*YOUR INSTRUCTIONS*
The required output is every entry, printed exactly as written.

Collected data entries:
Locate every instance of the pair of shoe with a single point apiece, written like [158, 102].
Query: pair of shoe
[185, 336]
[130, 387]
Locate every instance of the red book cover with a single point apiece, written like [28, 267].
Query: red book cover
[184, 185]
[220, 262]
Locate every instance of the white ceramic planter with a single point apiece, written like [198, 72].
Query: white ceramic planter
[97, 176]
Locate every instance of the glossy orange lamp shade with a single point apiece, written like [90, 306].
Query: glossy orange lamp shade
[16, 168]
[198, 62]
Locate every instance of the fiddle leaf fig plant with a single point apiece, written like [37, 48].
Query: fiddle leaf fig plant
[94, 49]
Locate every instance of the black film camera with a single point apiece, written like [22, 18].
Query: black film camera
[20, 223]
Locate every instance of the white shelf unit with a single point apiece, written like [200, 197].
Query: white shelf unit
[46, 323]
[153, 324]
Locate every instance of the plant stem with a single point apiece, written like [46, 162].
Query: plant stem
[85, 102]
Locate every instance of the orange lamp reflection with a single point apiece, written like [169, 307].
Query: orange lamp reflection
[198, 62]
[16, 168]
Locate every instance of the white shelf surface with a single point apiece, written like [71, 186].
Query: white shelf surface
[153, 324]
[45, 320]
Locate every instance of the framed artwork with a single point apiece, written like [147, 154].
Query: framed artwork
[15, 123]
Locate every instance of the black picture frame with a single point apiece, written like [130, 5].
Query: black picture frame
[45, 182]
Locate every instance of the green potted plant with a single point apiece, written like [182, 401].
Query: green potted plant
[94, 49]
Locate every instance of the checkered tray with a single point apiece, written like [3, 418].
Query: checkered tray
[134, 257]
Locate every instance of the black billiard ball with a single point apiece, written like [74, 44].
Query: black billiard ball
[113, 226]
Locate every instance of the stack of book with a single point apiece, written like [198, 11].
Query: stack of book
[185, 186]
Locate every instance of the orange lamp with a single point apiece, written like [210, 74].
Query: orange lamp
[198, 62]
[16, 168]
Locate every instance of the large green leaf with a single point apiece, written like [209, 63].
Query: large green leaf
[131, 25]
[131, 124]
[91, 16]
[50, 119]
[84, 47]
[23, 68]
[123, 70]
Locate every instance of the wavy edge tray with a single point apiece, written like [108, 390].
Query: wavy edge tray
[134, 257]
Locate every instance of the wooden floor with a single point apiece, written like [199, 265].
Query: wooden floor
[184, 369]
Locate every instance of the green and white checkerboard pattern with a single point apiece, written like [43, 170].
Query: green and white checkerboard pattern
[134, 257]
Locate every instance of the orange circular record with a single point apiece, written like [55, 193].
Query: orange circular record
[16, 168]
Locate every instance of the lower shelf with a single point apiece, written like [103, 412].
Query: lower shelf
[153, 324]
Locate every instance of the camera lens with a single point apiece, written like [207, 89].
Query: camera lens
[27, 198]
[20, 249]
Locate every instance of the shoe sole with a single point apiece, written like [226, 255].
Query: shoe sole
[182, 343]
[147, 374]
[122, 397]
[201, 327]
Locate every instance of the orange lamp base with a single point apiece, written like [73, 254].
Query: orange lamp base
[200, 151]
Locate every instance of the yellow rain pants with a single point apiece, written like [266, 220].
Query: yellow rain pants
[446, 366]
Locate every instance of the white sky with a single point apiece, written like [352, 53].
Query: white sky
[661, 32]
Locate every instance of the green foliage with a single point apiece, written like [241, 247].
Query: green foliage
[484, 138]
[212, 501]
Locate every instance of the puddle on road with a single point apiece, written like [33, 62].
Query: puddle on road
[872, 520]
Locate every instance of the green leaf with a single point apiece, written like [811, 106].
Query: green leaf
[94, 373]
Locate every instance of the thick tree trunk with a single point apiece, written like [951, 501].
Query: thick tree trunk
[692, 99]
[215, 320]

*TASK RESULT*
Locate every instance of the pair of shoe with a single point apiece, written like [158, 102].
Query: pair of shoe
[185, 336]
[130, 387]
Locate every instance of the red book cover with a single point apiece, written like [28, 267].
Query: red book cover
[184, 185]
[220, 262]
Locate every instance of the white ceramic planter with a single point apiece, written like [198, 72].
Query: white ceramic planter
[97, 176]
Locate every instance of the glossy orange lamp shade with a single point apiece, written like [90, 306].
Query: glossy orange lamp shade
[16, 168]
[198, 62]
Locate every instance of the fiddle leaf fig plant with a single point apiece, written like [37, 48].
Query: fiddle leaf fig plant
[94, 49]
Locate every instance of the black film camera with a single point apiece, written like [22, 18].
Query: black film camera
[20, 223]
Locate every instance of the white shelf unit with a single point apiece, written like [200, 197].
Query: white shelf unit
[46, 323]
[153, 324]
Locate every instance of the plant stem with a single point apiece, written like [46, 162].
Query: plant stem
[85, 102]
Locate every instance of the orange lamp reflection with a single point apiece, written like [169, 307].
Query: orange lamp reflection
[198, 62]
[16, 168]
Locate every instance of the white shelf surface with a single point apiece, written like [71, 186].
Query: white shelf surface
[153, 324]
[45, 320]
Locate every instance of the framed artwork with a single point apiece, written like [147, 154].
Query: framed artwork
[15, 123]
Locate every instance of the black picture frame with a single point apiece, written like [130, 5].
Query: black picture frame
[45, 182]
Locate every instance of the green potted plant with a single point apiece, written like [182, 401].
Query: green potted plant
[94, 49]
Locate every instance of the checkered tray with a single point apiece, written like [3, 418].
Query: checkered tray
[134, 257]
Locate every instance of the black billiard ball with a single point apiece, written like [74, 44].
Query: black billiard ball
[113, 226]
Locate every instance of the stack of book with a single point apiece, written like [198, 11].
Query: stack of book
[185, 186]
Locate every instance of the orange lamp with a single point apiece, written like [210, 74].
Query: orange lamp
[198, 62]
[16, 168]
Locate every instance of the large green leaf with a single point apiece, written like [209, 63].
Query: large green leaf
[131, 25]
[131, 124]
[91, 16]
[50, 119]
[84, 47]
[23, 68]
[123, 70]
Locate every instance of the wavy edge tray with a single point apiece, written like [108, 390].
Query: wavy edge tray
[134, 257]
Locate every instance of the wooden floor with a single point apiece, written like [199, 265].
Query: wooden floor
[184, 369]
Locate every instance of the green and white checkerboard pattern with a single point apiece, written like [43, 170].
Query: green and white checkerboard pattern
[134, 257]
Locate every instance of the orange circular record with a single point apiece, written like [55, 193].
Query: orange circular record
[16, 168]
Locate every instance of the lower shelf with a single point apiece, written like [103, 412].
Query: lower shelf
[153, 324]
Locate every instance of the camera lens with a single point apiece, written like [207, 89].
Query: camera lens
[27, 198]
[20, 249]
Locate every instance of the shoe sole with a single point apiece, written like [226, 255].
Query: shoe sole
[182, 343]
[147, 374]
[122, 397]
[201, 327]
Locate every instance of the orange lamp base with a single point apiece, written like [73, 254].
Query: orange lamp base
[200, 151]
Locate every instance of the yellow rain pants with a single point apiece, written like [266, 220].
Query: yellow rain pants
[446, 366]
Locate every instance of the white sky with a single point apiece, written like [352, 53].
Query: white sky
[661, 32]
Locate every instance of the green foliage with a single point apiece, written like [241, 247].
Query: green foliage
[484, 138]
[212, 501]
Locate every instance of the puddle on road with a single point apiece, written like [33, 62].
Query: puddle on road
[872, 520]
Locate every instance of the green leaf with a single point apiece, written like [811, 106].
Query: green leaf
[94, 373]
Locate every instance of the thick tree trunk with a single point apiece, written like [951, 501].
Query: thick tree trunk
[692, 99]
[215, 320]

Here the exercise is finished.